任务目标 1 =
请将R数据分析一文中从“subset is an”到“aggregate(Sepal.Length ~ Species + indoor, data = ir, mean)”的部分照原文抄录下来。
任务目标 2 =
R数据分析一文对第一种写法aggregate(X, by, FUN, . . . ,simplify = TRUE)的参数逐项作了说明。请列出被说明的全部参数名。

文档节选 =
4、R进行数据分析

R进行数据分析

1. 排序

sort(x, decreasing = ): 返回排序好的数据
order(x, decreasing = ): 返回排序好的数据的索引

例子：

v = c(2, 9, 1, 45, -3, 19, -5, 6)

sort(v) # returns ordered v in decreasing order
结果：
# [1] -5 -3 1 2 6 9 19 45
sort(v, decreasing = FALSE) # orders v in increasing order
结果：
# [1] -5 -3 1 2 6 9 19 45

order(v) # returns order of the indexes in v
结果：
# [1] 7 5 3 1 8 2 6 4

order()可以和更加复杂的数据结构配合使用，从而适应更加复杂的场景
如：

#Imagine that you just want to access Sepal Length and Species.
# You can access those values in different ways:
ir[order(ir$Sepal.Length, decreasing = TRUE),c("Sepal.Length", "Species")][1:5,]

ir[order(ir$Sepal.Length, decreasing = TRUE),][1:5, c("Sepal.Length", "Species")]

2. aggregate()

2.1 分组处理数据

aggregate(X, by, FUN, . . . ,simplify = TRUE)

X is an R object (commonly a data frame)
by is a list of the elements by which you will be grouping your data.
FUN is the function that will be applied to each subset.
simplify is a logical value that indicates if results should be simplified into a vector or a matrix.

举例:

针对单一对象，一种分组
aggregate(ir$Sepal.Length, by= list(ir$Species), FUN=mean)
aggregate(ir$Sepal.Width, by= list(ir$Species), summary)

针对多个对象，一种分组
aggregate(ir[,c("Sepal.Length", "Sepal.Width")], by=list(ir$Species), mean)

针对单一对象，多种分组
mean_by_sp_ind = aggregate(ir$Sepal.Length, by=list(ir$Species, ir$indoor), mean)

2.2 另一版本使用

aggregate(formula, data, FUN, subset)

formula details the in the manner y ~ x or cbind(y1, y2) ~ x1+x2,where y and cbind(y1,y2) are the numeric data to be split and x or x1 + x2 are the grouping variables.
data is the data frame with the variable used in the formula.
FUN is the function that will be applied to each subset.
subset is an optional vector specifying a subset of observations to be used

举例：

aggregate(Sepal.Length ~ Species, data = ir, mean)
针对单一对象，一种分组，相当于：
aggregate(ir$Sepal.Length, by= list(ir$Species), FUN=mean)

aggregate(Sepal.Length ~ Species + indoor, data = ir, mean)
针对单一对象，多种分组，相当于：
mean_by_sp_ind = aggregate(ir$Sepal.Length, by=list(ir$Species, ir$indoor), mean)

aggregate(cbind(Sepal.Length, Sepal.Width) ~ Species, ir, mean)
针对多个对象，一种分组，相当于：
aggregate(ir[,c("Sepal.Length", "Sepal.Width")], by=list(ir$Species), mean)

针对所有对象，多个分组
aggregate(. ~ Species + indoor, data = ir, mean)

给定材料 =
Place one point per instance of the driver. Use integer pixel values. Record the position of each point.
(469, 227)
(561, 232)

参考答案 1 =
subset is an optional vector specifying a subset of observations to be used

举例：

aggregate(Sepal.Length ~ Species, data = ir, mean)
针对单一对象，一种分组，相当于：
aggregate(ir$Sepal.Length, by= list(ir$Species), FUN=mean)

aggregate(Sepal.Length ~ Species + indoor, data = ir, mean)

参考答案 2 =
X、by、FUN、simplify